__TASK REQUIREMENTS__
After going through the data below, state how many lines contain "form", and nothing else.
══ RECORDS PROVIDED
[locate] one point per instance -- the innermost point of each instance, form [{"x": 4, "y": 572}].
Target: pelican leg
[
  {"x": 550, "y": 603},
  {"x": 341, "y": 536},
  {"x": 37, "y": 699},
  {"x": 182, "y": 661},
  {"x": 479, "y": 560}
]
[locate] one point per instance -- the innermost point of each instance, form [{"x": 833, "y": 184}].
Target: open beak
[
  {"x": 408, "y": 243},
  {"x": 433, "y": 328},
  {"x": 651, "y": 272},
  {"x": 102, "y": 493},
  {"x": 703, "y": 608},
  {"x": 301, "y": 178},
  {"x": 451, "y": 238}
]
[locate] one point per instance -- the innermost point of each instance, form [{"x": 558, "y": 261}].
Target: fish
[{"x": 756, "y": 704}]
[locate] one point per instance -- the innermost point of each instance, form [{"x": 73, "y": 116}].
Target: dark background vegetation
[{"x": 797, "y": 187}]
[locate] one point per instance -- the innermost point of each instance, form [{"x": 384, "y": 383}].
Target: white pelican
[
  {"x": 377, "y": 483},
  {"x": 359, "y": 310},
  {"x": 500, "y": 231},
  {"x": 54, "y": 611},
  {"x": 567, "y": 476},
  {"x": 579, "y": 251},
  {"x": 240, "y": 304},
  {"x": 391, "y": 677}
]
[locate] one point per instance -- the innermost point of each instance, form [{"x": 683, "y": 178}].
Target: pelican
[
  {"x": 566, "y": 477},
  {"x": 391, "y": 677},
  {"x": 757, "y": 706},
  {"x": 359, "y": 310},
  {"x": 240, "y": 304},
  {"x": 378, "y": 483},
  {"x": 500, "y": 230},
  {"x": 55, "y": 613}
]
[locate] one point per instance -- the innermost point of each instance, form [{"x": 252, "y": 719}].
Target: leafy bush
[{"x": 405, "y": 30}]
════
__EXERCISE ANSWER__
7